### Task to carry out
Reproduce the lines running from the one holding "Pick out every instance of the horse's ear" through the end of the records, inclusive, substituting "template" for every occurrence of "sample" and leaving all else unchanged.

### Supplied material
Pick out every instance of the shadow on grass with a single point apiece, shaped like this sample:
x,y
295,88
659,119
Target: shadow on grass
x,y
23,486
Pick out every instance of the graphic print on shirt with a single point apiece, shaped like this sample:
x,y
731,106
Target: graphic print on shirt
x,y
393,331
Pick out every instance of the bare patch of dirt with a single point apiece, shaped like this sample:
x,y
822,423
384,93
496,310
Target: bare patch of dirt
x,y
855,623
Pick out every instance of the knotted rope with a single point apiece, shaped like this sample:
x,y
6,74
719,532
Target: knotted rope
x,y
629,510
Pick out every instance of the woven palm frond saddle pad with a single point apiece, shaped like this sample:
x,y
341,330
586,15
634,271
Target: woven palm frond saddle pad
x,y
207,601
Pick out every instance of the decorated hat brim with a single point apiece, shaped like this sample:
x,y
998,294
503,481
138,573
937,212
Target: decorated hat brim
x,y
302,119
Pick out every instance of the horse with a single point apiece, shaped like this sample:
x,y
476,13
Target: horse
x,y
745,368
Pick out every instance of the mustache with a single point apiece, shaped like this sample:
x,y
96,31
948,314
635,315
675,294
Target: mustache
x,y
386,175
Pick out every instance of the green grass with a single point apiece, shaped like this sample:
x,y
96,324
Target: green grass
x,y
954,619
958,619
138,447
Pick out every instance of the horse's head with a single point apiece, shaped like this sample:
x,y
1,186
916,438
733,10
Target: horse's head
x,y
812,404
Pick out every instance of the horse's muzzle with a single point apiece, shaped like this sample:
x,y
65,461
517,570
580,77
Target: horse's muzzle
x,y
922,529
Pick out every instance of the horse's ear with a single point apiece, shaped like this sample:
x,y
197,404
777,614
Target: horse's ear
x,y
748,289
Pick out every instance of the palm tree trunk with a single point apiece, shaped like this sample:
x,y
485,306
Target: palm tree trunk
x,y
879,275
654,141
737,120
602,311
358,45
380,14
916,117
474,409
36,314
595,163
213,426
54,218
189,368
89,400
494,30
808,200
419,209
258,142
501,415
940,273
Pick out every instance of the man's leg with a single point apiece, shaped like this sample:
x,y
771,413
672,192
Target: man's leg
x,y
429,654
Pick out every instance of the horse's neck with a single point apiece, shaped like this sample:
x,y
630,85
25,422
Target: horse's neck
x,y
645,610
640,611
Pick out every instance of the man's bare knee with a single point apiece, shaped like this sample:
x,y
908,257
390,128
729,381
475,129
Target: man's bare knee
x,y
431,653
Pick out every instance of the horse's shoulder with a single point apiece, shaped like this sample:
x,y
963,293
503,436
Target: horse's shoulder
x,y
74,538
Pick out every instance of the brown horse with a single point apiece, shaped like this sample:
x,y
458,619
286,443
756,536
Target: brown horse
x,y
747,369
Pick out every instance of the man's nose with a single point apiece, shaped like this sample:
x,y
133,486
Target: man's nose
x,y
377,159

### Response to this task
Pick out every instance of the horse's ear with a single point apiece, shaped like this template:
x,y
197,404
777,614
Target: horse's ear
x,y
748,289
Pick out every instance of the palm tree trunk with a single point apiece, shaped like this template:
x,y
485,306
Target: palm tree trunk
x,y
879,275
654,141
737,120
602,311
358,45
380,14
916,117
474,409
36,314
595,163
213,426
54,218
189,368
89,400
494,30
808,200
419,209
258,142
501,415
940,273
Pick out every instance of the man's leg with a single point apiece, shaped like this template:
x,y
771,413
672,192
Target: man's leg
x,y
429,654
Pick out every instance of the horse's neck with a single point apiece, shaped like this template:
x,y
630,85
25,422
Target: horse's neck
x,y
645,610
640,611
Pick out every instance of the man's bare knee with a single point apiece, shaped like this template:
x,y
908,257
390,128
729,381
475,129
Target: man's bare knee
x,y
431,653
Pick out every instance of the horse's shoulder with a single point apiece, shaped like this template:
x,y
963,293
503,436
Target: horse's shoulder
x,y
74,538
Pick out every instance of the brown horse with a single point apiece, shaped like this template:
x,y
458,619
286,443
756,536
Target: brown horse
x,y
747,369
Pick out every instance of the man's nose with a single point apiece, shaped like this template:
x,y
133,486
Target: man's nose
x,y
377,159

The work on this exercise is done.